## DOCUMENT EXCERPT
■ ■ ■ ■ ■ ■ ■

The resulting ER values are burdened by uncertainties that originated from several sources, such as (1) the concentration measurements, (2) the BC source apportion, and (3) the MLR calculation. In the following we discuss the different uncertainty sources and estimate the final error of the ER (EF) values.
The measurement is always burdened by a random fluctuation of the readings. As was already mentioned above, the unit-to-unit deviance was 1 % for the BC monitor and 0.4 % for the CO2 sensor. In addition, there is a maximum of 2 % uncertainty of the CO2 measurement and a significantly higher, 25 % systematic error of the BC measurement that comes from the uncertainty in the MAC value and the C factor (Ivančič et al., 2022).
∗ Converted from mg km−1 units using the CO2 EF from the same study. Converted from PM2.5 g km−1 EF using fuel consumption and BC percentage of PM2.5 published by the same study.
The error of the BC source apportionment is caused by the uncertainties in the BB- and FF-related AAEs. Generally, when there is no independent measurement available for correlating the traffic or BB-related BC emissions, this error is estimated as 20 % (Healy et al., 2017). In our case, the source apportionment was combined with a correlation analysis (MLR) that increased the precision of the final values, since only those cases were considered where the source-specific BC–CO2 correlation was high.
The abovementioned random error of the measured data and the uncertainty of the source apportionment result in uncertainties of the BC–CO2 slopes given by the MLR analysis. Besides them, an additional error is generated by the failure of the presumed conditions of the MLR. During the MLR analysis it was assumed that the CO2 background and the ER values are constant during the applied 1 h time window (see Eq. 4). Any significant variation of these parameters during the time window increases the uncertainty of the slopes.
The uncertainties of the slopes given by the MLR analysis performed by the “lm” function of the “stats” package were 6 % for the FF source and 8 % for the BB source on average. This is a combined uncertainty that includes the random error and the source apportionment uncertainty. It is seen that the original 20 % uncertainty was significantly improved by the MLR analysis due to the applied strict threshold of the correlation coefficient (R2=0.9). The systematic 25 % error of the BC measurement increases these uncertainties, so the final uncertainties of the ERs are 31 % for the FF sources and 33 % for the BB sources. The carbon content of the diesel fuel is exactly known, while the wood carbon content also has a ∼7 % uncertainty if the exact type of burnt wood is unknown (see Eq. 1 and the related text). So, the final EFFF uncertainty is the same (31 %), while it is about 40 % for the EFBB.
3.1 Overview of the measurement results and diurnal cycle of the pollution
The statistical metrics of the hourly measurement averages at the three locations are summarized in Table 2. The BCFF and BCBB fractions are shown separately, as well as the CO2 concentrations, temperature, and relative humidity. The meteorological parameters were measured at the BTC locations only but can be considered generally valid values for the whole city area.

■ ■ ■ ■ ■ ■ ■

## SHORT PROBLEM
Extend the excerpt on black carbon emission measurements and their uncertainties, beginning after its final sentence. The rows that follow are separate material, unrelated to the excerpt above.

(Image location labeling rows)
■ ■ ■ ■ ■ ■ ■

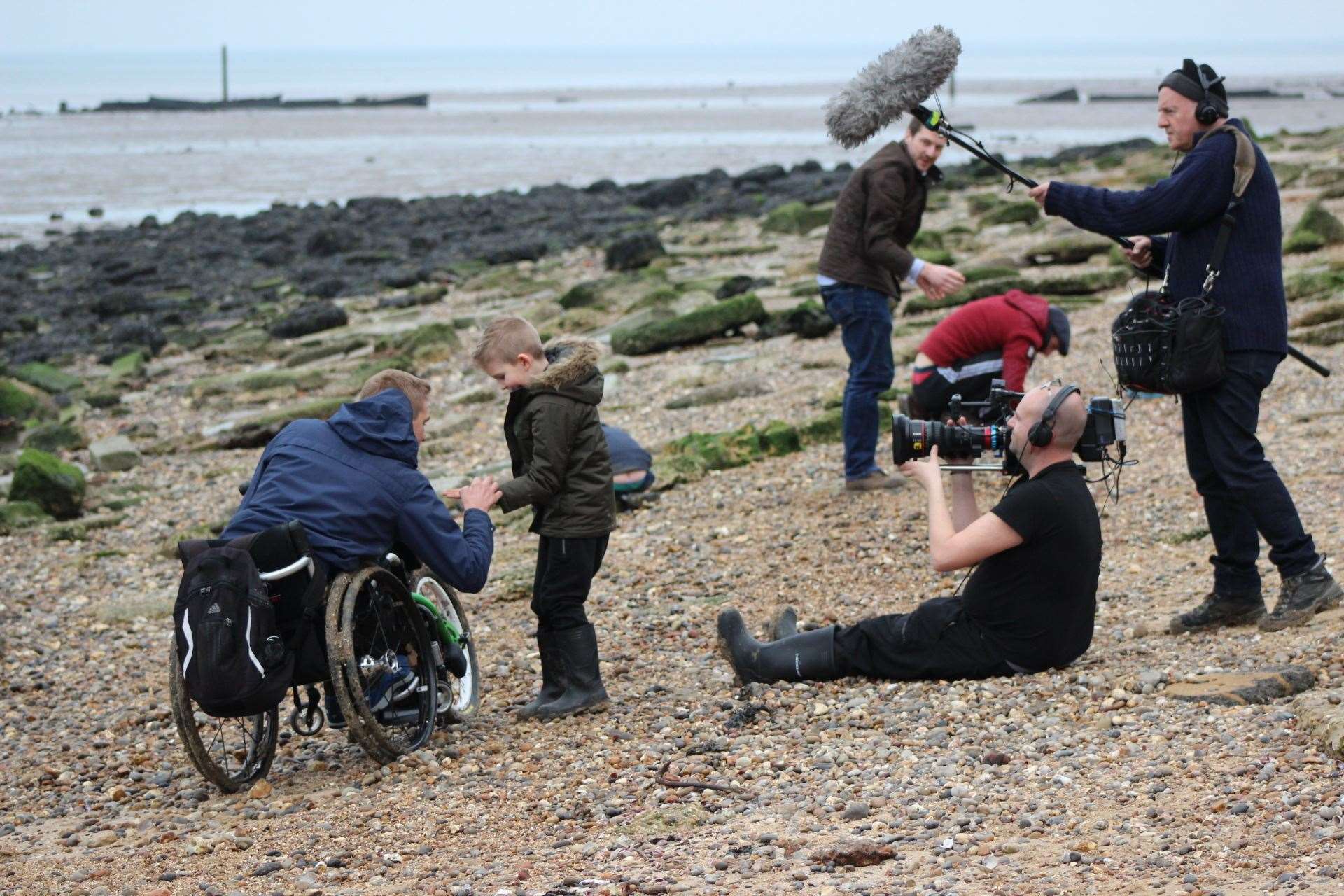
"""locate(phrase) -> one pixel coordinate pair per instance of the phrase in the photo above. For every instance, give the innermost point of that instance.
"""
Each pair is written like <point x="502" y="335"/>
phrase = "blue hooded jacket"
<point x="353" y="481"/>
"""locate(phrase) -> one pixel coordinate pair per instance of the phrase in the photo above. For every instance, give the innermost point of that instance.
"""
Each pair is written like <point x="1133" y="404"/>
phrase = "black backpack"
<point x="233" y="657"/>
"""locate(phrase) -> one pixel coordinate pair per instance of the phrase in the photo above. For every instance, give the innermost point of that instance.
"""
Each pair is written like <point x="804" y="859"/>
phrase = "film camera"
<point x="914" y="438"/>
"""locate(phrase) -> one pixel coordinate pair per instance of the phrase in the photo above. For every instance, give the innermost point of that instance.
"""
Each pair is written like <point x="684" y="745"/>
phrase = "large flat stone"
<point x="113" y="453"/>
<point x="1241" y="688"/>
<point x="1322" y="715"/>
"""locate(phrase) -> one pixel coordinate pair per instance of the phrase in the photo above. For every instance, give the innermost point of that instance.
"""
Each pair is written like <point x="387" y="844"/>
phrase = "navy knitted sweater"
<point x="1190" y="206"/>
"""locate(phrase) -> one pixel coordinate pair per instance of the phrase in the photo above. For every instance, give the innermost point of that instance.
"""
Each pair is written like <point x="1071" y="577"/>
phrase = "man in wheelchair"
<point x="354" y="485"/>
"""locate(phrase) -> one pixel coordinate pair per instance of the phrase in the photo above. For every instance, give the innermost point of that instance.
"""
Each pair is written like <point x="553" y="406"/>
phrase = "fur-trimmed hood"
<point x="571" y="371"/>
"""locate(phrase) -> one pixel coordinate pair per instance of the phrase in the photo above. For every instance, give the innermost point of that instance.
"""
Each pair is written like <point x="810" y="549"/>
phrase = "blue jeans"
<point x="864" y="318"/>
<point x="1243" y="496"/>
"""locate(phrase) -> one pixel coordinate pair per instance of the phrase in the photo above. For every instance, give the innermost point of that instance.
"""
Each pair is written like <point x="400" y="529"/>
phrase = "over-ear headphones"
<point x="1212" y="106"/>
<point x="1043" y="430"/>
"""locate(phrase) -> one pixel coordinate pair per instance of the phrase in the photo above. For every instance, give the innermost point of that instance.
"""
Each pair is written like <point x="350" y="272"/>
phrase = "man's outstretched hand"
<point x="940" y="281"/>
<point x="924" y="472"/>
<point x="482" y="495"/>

■ ■ ■ ■ ■ ■ ■

## TASK ANSWER
It is seen that the traffic-related BCFF component dominates the BC load at all the locations. The mean BCFF concentrations were 3049, 2200, and 2650 ng m−3 at the BTC, SKY, and TRO locations, respectively, while the corresponding BCBB concentrations were 1595, 1360, and 2180 ng m−3. The biggest difference between the FF- and BB-related components can be observed at the BTC location (64 % vs. 36 % of the total BC), while the smallest one was at TRO (55 % vs. 45 %), indicating a higher influence of wood combustion in the historical center of the city.
The spatial variation of the BC components shows an interesting pattern. Relative to the SKY location, the traffic-related FF component is higher by 38 % at BTC and 36 % at TRO. At the same time, the BB-related BC is higher by 17 % at BTC but 57 % at TRO, indicating that this (TRO) location is a definite hotspot in terms of wood combustion. On the other hand, the influence of traffic emission from the surrounding busy roads is still significant at the TRO measurement site even though it is located in a restricted traffic area.
The BC and CO2 concentrations were highly affected by the atmospheric conditions at all the locations. Figure 3 shows the relationship between the VC and the BC concentration at the BTC and TRO locations. In the background of the figure the frequency distribution of the VC is plotted. The plotted BC values correspond to the average concentrations in the corresponding VC bin. The concentrations follow a decreasing trend with the increasing ventilation, indicating the dilution effect of the atmosphere. A significant concentration drop can be observed between 3200 and 4600 m2 s−1 VC values. It can be interpreted that, in the high concentration interval (BC > 4500 ng m−3, VC < 3200 m2s−1), the local sources dominate the air pollution, while in the low concentration interval (BC < 2500 ng m−3, VC > 4600 m2 s−1) the contribution of transported, diluted pollution is the determinant.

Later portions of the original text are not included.